--- DATA IN THIS EXERCISE ---
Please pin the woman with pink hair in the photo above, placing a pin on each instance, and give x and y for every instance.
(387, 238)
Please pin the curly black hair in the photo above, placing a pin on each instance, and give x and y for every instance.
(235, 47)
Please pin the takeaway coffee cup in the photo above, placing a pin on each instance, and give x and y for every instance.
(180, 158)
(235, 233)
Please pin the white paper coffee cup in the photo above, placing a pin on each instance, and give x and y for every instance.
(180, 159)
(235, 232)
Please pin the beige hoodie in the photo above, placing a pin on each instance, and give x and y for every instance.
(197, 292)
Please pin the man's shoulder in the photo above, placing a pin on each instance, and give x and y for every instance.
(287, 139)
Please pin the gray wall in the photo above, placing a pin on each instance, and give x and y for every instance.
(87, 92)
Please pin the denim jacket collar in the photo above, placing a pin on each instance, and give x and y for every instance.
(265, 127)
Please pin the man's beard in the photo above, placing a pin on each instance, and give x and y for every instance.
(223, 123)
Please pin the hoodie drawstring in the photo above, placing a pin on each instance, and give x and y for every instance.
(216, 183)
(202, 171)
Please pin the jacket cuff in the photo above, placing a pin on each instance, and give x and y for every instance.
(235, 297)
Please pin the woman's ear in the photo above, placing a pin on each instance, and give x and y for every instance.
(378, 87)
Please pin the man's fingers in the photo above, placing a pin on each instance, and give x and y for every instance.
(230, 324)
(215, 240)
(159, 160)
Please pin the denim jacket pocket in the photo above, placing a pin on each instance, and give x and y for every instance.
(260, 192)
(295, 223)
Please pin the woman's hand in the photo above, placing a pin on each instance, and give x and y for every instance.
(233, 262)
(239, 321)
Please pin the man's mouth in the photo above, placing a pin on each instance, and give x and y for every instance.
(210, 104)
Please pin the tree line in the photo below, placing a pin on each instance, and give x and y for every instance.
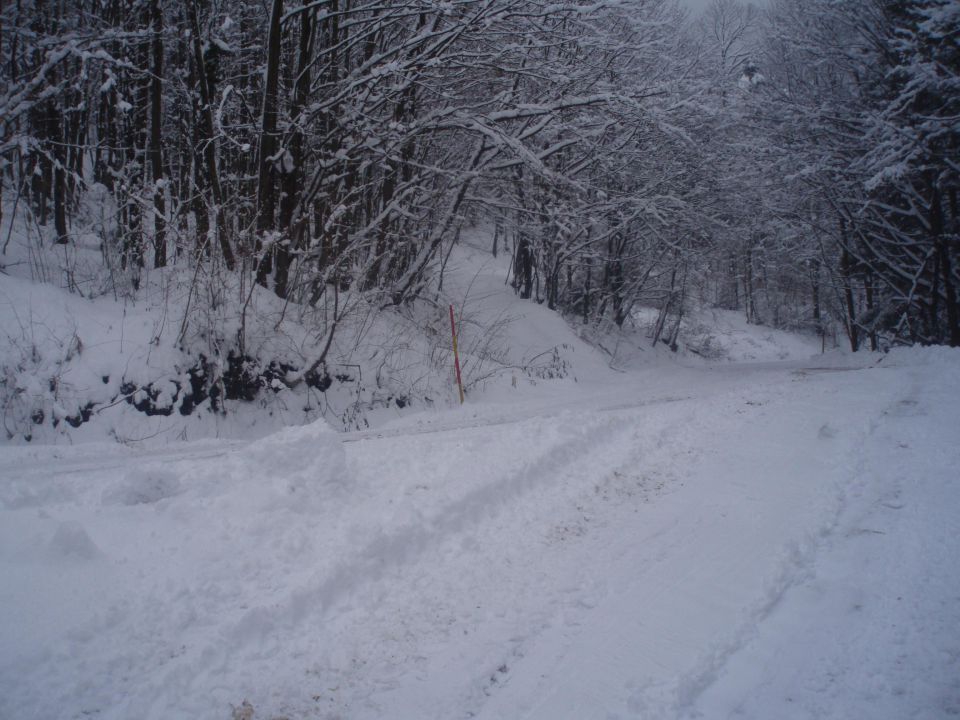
---
## GIVEN INSTRUCTION
Count the lines above that contain the word "hoodie" and reply with the number only.

## TASK SOLUTION
2